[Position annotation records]
--- begin ---

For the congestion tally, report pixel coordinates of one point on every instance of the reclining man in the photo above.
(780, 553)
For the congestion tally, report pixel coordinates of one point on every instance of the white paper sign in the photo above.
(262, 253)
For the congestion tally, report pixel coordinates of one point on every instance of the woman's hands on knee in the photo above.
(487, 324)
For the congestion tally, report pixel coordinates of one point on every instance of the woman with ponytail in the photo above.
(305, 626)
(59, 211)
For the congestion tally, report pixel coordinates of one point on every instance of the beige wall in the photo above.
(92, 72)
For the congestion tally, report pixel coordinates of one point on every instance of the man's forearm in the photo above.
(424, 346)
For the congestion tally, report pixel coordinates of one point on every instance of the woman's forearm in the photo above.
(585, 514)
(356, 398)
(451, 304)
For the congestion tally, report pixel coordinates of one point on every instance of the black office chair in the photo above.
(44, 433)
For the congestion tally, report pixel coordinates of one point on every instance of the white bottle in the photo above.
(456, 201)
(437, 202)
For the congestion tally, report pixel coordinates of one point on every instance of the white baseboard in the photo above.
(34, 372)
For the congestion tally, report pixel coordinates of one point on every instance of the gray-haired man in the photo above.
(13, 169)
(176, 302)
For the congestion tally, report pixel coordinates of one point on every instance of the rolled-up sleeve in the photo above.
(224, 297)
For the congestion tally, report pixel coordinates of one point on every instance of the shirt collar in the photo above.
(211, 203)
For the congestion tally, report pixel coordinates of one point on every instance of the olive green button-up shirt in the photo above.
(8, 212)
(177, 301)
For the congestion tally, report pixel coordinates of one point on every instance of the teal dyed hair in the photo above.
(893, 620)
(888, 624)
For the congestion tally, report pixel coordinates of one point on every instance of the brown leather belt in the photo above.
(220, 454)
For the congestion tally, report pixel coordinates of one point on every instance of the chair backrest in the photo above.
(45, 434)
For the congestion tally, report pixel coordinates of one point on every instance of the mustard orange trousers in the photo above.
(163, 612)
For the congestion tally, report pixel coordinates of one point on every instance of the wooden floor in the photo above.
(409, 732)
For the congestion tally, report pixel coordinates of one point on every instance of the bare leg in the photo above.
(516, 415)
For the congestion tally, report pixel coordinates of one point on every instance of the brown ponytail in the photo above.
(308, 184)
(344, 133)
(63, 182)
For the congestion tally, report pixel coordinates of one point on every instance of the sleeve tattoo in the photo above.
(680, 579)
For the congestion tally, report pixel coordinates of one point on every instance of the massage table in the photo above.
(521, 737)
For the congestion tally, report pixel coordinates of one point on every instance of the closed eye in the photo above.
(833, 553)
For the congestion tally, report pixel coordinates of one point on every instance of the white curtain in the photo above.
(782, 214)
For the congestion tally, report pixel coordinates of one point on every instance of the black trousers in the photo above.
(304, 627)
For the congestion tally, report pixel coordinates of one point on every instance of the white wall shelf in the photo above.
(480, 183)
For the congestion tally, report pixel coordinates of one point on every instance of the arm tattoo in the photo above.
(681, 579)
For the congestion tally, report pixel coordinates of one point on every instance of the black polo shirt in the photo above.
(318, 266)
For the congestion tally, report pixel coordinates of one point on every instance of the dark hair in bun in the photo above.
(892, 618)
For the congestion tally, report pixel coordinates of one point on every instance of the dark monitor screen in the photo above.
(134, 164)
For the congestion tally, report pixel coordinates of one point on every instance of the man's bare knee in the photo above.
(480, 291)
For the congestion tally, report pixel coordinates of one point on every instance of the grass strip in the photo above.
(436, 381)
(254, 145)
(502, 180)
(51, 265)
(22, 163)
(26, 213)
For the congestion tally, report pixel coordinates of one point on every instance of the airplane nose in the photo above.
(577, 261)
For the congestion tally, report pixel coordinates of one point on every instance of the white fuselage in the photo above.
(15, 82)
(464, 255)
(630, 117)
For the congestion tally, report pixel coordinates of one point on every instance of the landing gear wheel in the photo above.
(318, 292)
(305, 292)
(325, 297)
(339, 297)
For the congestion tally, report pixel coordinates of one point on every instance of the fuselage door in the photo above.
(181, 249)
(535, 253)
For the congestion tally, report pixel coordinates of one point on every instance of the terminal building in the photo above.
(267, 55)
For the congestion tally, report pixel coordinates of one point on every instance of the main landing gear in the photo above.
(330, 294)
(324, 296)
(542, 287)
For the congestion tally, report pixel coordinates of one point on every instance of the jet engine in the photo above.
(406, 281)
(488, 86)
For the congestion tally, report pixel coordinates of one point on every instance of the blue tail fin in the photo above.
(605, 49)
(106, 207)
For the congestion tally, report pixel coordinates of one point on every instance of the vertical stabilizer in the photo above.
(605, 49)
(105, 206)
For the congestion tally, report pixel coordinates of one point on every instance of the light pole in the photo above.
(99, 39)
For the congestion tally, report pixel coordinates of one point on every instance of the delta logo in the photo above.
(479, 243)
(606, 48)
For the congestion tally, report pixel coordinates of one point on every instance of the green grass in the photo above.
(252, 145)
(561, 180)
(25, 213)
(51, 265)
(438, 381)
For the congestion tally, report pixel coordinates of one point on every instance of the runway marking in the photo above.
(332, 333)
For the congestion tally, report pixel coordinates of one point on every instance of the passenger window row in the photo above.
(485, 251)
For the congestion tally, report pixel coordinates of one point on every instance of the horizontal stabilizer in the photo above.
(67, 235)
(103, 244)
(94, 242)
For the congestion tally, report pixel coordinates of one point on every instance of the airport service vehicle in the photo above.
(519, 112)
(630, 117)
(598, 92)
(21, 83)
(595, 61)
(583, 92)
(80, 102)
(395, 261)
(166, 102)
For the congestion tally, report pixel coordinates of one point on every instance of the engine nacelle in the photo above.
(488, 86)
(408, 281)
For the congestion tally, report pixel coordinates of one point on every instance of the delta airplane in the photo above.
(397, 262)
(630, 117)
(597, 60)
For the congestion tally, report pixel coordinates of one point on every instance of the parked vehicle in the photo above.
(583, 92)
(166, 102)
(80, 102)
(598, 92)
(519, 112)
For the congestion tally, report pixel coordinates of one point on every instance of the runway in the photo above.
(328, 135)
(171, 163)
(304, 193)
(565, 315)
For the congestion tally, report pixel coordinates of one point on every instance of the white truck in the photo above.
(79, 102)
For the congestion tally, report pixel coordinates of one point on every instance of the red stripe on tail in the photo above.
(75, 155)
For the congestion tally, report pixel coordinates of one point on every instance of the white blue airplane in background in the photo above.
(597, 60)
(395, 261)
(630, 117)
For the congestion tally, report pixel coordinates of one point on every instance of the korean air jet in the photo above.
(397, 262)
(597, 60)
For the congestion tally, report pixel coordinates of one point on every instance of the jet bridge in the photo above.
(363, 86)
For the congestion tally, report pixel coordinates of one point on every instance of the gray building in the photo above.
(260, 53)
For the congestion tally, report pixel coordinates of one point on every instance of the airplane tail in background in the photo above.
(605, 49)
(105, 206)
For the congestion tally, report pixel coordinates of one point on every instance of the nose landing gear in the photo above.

--- end ---

Goal >>
The records above should all be quoted exactly, please.

Solution >>
For the congestion tally, report pixel coordinates of one point on every instance of the reclining man in the photo above.
(780, 553)
For the congestion tally, report pixel coordinates of one point on every instance of the white paper sign in the photo above.
(262, 253)
For the congestion tally, report pixel coordinates of one point on every instance of the woman's hands on knee in the photo above.
(487, 324)
For the congestion tally, report pixel coordinates of one point on every instance of the woman with ponytail in the photo above.
(305, 626)
(59, 211)
For the congestion tally, report pixel coordinates of one point on every instance of the beige wall in the photo above.
(92, 72)
For the congestion tally, report pixel coordinates of one point on every instance of the man's forearm in the photo above.
(424, 346)
For the congestion tally, report pixel coordinates of one point on every instance of the woman's forearm in the photo above.
(585, 514)
(356, 398)
(451, 304)
For the congestion tally, report pixel coordinates of one point on every instance of the black office chair in the photo above.
(44, 433)
For the congestion tally, report pixel coordinates of one point on every instance of the white bottle in the photo above.
(456, 201)
(437, 202)
For the congestion tally, report pixel coordinates of one point on every instance of the white baseboard in the photo above.
(34, 372)
For the congestion tally, report pixel coordinates of one point on every instance of the gray-haired man in the photo above.
(13, 169)
(176, 302)
For the congestion tally, report pixel coordinates of one point on every instance of the rolled-up sleeve in the photo above.
(224, 297)
For the congestion tally, report pixel coordinates of one point on every instance of the shirt collar in the photo above.
(211, 203)
For the congestion tally, report pixel coordinates of one point on every instance of the olive green button-up shirt in the photo above.
(8, 212)
(177, 301)
For the congestion tally, report pixel coordinates of one point on every instance of the teal dyed hair in the photo above.
(893, 620)
(888, 624)
For the congestion tally, report pixel coordinates of one point on every instance of the brown leather belt in the photo above.
(220, 454)
For the congestion tally, report pixel coordinates of one point on every instance of the chair backrest in the photo above.
(45, 434)
For the congestion tally, report pixel coordinates of one point on every instance of the mustard orange trousers in the photo above.
(163, 612)
For the congestion tally, report pixel coordinates of one point on every instance of the wooden floor in the photo above.
(409, 732)
For the congestion tally, report pixel coordinates of one point on every instance of the bare leg in the photo above.
(516, 415)
For the congestion tally, report pixel coordinates of one point on every instance of the brown ponytail in the photo above.
(308, 184)
(344, 133)
(63, 182)
For the congestion tally, report pixel coordinates of one point on every instance of the sleeve tattoo in the photo above.
(680, 579)
For the congestion tally, report pixel coordinates of one point on every instance of the massage table in the photo above.
(521, 737)
For the congestion tally, report pixel coordinates of one point on every instance of the closed eye in the photo above.
(833, 553)
For the congestion tally, report pixel coordinates of one point on every instance of the white curtain in the photo above.
(782, 214)
For the congestion tally, report pixel coordinates of one point on every instance of the black trousers in the photo above.
(304, 627)
For the congestion tally, report pixel coordinates of one point on every instance of the white wall shelf in the photo above.
(480, 183)
For the congestion tally, report pixel coordinates of one point on every instance of the arm tattoo in the photo above.
(681, 579)
For the congestion tally, report pixel coordinates of one point on every instance of the black polo shirt in the photo above.
(318, 266)
For the congestion tally, report pixel coordinates of one point on every instance of the dark hair in bun in the photo above.
(892, 618)
For the congestion tally, report pixel coordinates of one point on every instance of the dark monitor screen in the photo above.
(134, 164)
For the congestion tally, report pixel coordinates of one point on every instance of the man's bare knee in the photo above.
(480, 291)
For the congestion tally, report pixel coordinates of one point on every instance of the grass strip in the photo above.
(436, 381)
(254, 145)
(502, 180)
(51, 265)
(22, 163)
(26, 213)
For the congestion tally, report pixel coordinates of one point on every instance of the airplane nose in the photo above.
(577, 261)
For the congestion tally, report pixel coordinates of one point on every instance of the white fuselage in the photo above.
(15, 82)
(464, 255)
(630, 117)
For the congestion tally, report pixel coordinates of one point on every instance of the landing gear wheel in the photo above.
(318, 292)
(305, 292)
(325, 297)
(339, 297)
For the congestion tally, report pixel coordinates of one point on every instance of the fuselage door in the photo above.
(181, 249)
(535, 253)
For the congestion tally, report pixel coordinates of one point on every instance of the terminal building in the photo above.
(267, 55)
For the congestion tally, report pixel coordinates of one point on every instance of the main landing gear in the photo above.
(330, 294)
(324, 296)
(542, 287)
For the congestion tally, report pixel coordinates of one point on every instance of the jet engine in the photo above.
(406, 281)
(488, 86)
For the congestion tally, report pixel coordinates of one point on every instance of the blue tail fin in the photo above.
(605, 49)
(106, 207)
For the congestion tally, report pixel coordinates of one point on every instance of the vertical stabilizer in the photo above.
(605, 49)
(105, 206)
For the congestion tally, report pixel coordinates of one point on every instance of the light pole in the photo above.
(99, 39)
For the congestion tally, report pixel coordinates of one point on every instance of the delta logo in the photo above.
(479, 243)
(606, 48)
For the congestion tally, report pixel coordinates of one point on every instance of the green grass in the photo above.
(252, 145)
(561, 180)
(25, 213)
(51, 265)
(438, 381)
For the congestion tally, report pixel coordinates of one point on every instance of the runway marking in the photo above.
(332, 333)
For the congestion tally, report pixel coordinates of one point on every instance of the passenger window row in the photo above.
(485, 251)
For the congestion tally, report pixel coordinates of one point on every instance of the horizontal stabilizer in the photo above.
(67, 235)
(103, 244)
(94, 242)
For the congestion tally, report pixel coordinates of one point on every instance of the airport service vehicle in the photo above.
(519, 112)
(630, 117)
(598, 92)
(21, 83)
(595, 61)
(583, 92)
(80, 102)
(395, 261)
(166, 102)
For the congestion tally, report pixel coordinates of one point on every instance of the engine nacelle in the photo above.
(488, 86)
(408, 281)
For the congestion tally, report pixel coordinates of one point on every instance of the delta airplane in the photo above.
(397, 262)
(630, 117)
(597, 60)
For the congestion tally, report pixel coordinates of one point on every instance of the parked vehicle in the photo above.
(583, 92)
(166, 102)
(80, 102)
(598, 92)
(519, 112)
For the congestion tally, report pixel coordinates of one point on every instance of the runway in the photo above.
(328, 135)
(171, 163)
(304, 193)
(565, 315)
For the congestion tally, report pixel coordinates of one point on every instance of the white truck in the photo above.
(79, 102)
For the congestion tally, report pixel coordinates of one point on every instance of the red stripe on tail in the photo above.
(75, 155)
For the congestion tally, report pixel coordinates of one point on every instance of the white blue airplane in background in the photo above.
(597, 60)
(395, 261)
(630, 117)
For the congestion tally, report pixel coordinates of one point on every instance of the korean air jet in the photo above.
(397, 262)
(597, 60)
For the congestion tally, report pixel coordinates of one point on every instance of the jet bridge in the photo above.
(363, 86)
For the congestion tally, report pixel coordinates of one point on every instance of the gray building in the photo above.
(260, 53)
For the congestion tally, report pixel coordinates of one point on every instance of the airplane tail in background in the photo above.
(605, 49)
(105, 206)
For the congestion tally, report pixel coordinates of one point on every instance of the nose landing gear in the photo above.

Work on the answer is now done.